Consigne. Poursuivez l'extrait du texte consacré à la réforme de la politique agricole commune, en reprenant juste après sa dernière phrase.

Extrait du texte.
___

La commission a approuvé enfin le dispositif de plafonnement, d'éco-conditionnalité et de modulation des aides préconisé par la Commission européenne, moyen de parvenir à la meilleure répartition des aides, à laquelle nous tenons tous, ainsi qu'à une plus grande intégration dans la politique agricole commune des préoccupations d'emploi et d'environnement.

Sur tous ces points, on le voit, les suggestions de la délégation pour l'Union européenne et de la commission de la production et des échanges se sont très largement recoupées.

Je terminerai en évoquant à nouveau le compromis du 11 mars. Il est certain que le travail accompli reste inachevé et que des améliorations doivent encore être obtenues. La dégressivité des aides proposée par la France doit selon moi continuer à être défendue.

Plusieurs points positifs semblent acquis dans la négociation.

___

[Liste des données]
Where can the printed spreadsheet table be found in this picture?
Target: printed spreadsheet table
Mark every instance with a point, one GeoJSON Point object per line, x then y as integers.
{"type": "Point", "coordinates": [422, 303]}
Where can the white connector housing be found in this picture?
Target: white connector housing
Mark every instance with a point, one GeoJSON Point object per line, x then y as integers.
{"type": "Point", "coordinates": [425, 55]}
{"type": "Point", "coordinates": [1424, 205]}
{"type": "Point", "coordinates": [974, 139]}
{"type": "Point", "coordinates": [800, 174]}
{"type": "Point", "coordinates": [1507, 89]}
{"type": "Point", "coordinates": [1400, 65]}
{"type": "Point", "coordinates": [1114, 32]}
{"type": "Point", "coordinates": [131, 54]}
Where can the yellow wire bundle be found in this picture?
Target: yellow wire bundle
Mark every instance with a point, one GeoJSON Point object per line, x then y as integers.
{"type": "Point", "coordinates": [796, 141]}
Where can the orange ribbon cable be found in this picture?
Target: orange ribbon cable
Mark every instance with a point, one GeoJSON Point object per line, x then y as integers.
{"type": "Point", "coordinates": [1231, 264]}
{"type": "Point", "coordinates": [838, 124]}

___

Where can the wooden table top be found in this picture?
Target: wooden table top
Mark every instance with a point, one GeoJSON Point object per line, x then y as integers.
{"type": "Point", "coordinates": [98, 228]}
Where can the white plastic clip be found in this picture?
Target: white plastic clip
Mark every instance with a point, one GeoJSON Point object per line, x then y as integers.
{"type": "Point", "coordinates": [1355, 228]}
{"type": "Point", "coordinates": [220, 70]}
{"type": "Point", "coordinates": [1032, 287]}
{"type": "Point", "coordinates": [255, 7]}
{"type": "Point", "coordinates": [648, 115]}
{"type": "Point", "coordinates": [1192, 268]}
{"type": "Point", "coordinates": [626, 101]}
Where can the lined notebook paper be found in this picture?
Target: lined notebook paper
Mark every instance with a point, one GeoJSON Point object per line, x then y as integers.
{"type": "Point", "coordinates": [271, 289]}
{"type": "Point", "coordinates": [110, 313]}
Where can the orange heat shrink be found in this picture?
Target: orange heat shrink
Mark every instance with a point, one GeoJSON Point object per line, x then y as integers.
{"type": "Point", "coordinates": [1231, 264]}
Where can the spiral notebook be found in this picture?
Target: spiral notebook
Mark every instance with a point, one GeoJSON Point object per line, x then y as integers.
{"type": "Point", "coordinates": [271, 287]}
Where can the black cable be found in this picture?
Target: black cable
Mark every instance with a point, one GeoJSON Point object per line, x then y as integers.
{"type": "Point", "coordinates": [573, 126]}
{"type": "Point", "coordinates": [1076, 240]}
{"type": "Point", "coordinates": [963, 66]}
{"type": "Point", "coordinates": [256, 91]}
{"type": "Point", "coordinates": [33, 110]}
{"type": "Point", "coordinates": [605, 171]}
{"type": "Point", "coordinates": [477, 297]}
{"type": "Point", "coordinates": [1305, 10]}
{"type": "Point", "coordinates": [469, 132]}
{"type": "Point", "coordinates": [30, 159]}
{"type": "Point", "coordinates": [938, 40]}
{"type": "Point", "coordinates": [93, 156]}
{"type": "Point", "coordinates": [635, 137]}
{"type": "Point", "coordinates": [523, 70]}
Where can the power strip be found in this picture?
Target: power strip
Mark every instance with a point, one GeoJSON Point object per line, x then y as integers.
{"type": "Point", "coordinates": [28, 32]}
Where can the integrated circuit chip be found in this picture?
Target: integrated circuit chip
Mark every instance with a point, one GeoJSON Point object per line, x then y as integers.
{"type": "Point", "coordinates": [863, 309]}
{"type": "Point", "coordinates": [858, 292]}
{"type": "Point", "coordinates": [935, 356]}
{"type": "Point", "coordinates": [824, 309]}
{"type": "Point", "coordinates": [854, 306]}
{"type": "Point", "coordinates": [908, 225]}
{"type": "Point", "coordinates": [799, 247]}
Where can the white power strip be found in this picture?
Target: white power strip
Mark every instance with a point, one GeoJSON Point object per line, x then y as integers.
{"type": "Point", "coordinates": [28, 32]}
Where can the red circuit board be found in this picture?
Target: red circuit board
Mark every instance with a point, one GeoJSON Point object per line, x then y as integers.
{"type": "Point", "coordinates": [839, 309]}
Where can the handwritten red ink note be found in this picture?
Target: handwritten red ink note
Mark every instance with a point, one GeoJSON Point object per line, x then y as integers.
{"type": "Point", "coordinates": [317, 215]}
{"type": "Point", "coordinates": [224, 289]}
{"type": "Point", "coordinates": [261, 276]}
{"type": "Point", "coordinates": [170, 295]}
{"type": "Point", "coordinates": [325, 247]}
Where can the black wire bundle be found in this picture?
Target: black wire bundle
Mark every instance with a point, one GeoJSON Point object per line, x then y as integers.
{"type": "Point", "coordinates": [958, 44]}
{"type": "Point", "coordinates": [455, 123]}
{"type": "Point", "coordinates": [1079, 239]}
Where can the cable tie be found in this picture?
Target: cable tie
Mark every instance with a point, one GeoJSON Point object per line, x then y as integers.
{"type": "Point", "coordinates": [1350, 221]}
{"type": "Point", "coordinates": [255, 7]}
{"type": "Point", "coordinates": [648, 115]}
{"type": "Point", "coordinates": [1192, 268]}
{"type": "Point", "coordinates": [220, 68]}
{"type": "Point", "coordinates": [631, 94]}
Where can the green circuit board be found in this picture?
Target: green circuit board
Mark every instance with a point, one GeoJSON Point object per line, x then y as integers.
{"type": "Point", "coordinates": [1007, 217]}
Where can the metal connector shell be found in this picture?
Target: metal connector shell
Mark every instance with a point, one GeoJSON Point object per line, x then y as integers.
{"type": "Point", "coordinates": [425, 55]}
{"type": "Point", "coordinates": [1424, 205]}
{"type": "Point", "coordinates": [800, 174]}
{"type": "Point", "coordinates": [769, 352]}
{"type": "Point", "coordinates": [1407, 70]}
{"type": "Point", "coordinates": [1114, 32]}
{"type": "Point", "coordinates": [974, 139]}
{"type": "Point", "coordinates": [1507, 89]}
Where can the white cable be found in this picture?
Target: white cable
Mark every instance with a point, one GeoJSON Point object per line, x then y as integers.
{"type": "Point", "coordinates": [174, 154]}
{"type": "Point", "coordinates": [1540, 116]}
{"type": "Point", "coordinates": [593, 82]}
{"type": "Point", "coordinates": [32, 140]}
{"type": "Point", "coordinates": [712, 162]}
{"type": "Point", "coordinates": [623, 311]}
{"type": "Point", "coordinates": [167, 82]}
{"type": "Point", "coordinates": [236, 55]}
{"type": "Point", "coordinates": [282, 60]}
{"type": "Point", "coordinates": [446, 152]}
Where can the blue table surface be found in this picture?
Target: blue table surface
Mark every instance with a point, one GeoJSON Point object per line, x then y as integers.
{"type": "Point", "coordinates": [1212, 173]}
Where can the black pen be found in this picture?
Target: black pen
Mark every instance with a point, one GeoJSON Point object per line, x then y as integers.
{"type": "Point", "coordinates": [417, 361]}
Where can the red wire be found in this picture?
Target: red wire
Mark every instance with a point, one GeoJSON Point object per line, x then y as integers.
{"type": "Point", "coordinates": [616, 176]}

___

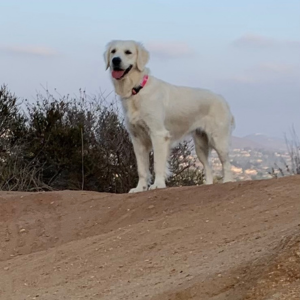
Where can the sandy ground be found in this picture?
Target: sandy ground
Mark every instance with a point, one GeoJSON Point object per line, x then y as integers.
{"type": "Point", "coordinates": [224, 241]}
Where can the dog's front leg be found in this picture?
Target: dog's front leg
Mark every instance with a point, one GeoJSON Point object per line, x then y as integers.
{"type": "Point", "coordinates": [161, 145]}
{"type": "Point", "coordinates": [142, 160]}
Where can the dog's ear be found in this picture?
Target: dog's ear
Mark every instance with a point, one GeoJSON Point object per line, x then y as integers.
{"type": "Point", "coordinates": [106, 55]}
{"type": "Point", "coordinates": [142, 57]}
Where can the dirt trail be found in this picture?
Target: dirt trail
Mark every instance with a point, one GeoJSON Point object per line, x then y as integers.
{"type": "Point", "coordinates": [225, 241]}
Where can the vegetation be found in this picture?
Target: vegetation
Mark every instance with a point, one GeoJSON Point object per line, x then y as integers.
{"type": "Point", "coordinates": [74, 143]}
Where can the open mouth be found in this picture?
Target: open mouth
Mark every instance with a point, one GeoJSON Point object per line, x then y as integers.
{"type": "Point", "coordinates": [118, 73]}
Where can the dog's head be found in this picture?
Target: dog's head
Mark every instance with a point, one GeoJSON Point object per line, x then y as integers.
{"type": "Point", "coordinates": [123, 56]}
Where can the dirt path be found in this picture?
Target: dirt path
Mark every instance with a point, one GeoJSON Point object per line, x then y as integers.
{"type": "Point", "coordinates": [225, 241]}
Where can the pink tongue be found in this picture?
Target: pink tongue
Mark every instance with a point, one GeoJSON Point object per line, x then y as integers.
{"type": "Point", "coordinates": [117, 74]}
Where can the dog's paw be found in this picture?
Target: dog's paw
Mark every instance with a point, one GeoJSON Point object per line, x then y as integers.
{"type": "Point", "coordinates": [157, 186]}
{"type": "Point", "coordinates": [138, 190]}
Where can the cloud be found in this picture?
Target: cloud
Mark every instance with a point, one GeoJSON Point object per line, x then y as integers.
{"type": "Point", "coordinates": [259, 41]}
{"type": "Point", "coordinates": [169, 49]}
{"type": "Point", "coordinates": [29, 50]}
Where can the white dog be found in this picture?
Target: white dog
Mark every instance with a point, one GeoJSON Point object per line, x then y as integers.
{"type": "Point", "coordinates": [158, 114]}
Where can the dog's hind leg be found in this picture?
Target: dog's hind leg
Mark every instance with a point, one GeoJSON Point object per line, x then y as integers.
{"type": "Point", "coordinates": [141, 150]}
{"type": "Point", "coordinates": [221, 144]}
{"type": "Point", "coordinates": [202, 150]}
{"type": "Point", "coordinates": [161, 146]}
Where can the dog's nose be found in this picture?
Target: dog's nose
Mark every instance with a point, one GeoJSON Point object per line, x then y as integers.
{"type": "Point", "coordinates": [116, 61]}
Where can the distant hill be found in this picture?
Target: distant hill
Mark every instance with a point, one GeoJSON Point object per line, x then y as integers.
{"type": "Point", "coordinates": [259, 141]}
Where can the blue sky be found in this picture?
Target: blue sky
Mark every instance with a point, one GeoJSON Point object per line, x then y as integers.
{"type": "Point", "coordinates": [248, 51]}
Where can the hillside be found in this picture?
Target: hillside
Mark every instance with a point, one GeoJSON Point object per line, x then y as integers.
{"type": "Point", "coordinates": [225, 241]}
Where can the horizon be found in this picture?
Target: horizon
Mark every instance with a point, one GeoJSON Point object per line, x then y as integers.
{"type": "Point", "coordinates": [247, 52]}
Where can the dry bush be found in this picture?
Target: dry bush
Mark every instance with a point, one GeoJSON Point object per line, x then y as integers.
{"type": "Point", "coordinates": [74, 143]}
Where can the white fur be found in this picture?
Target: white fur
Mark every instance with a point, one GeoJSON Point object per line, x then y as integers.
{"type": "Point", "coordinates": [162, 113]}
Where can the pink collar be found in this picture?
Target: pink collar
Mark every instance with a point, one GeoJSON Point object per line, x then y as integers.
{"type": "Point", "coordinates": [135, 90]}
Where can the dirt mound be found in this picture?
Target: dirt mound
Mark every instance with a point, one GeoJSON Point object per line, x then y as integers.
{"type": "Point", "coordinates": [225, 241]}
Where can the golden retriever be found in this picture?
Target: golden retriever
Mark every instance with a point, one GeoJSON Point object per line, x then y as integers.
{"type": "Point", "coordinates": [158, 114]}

___

Réponse ci-dessous.
Tel est le cas de l'abandon du cofinancement, qui, je le rappelle, constituait une orientation remettant en cause la politique agricole commune.

Tel est le cas de la baisse limitée des prix de la viande bovine. Rappelons que la profession demandait 15 % et que la Commission européenne avait proposé 30 %, tel est le cas également des mesures concernant le troupeau de vaches allaitantes, qui est bien pris en compte.

Tel est le cas pour l'organisation commune du marché du vin. On en a peu parlé dans la presse et dans l'opinion, mais la négociation a permis d'arriver à un bon accord.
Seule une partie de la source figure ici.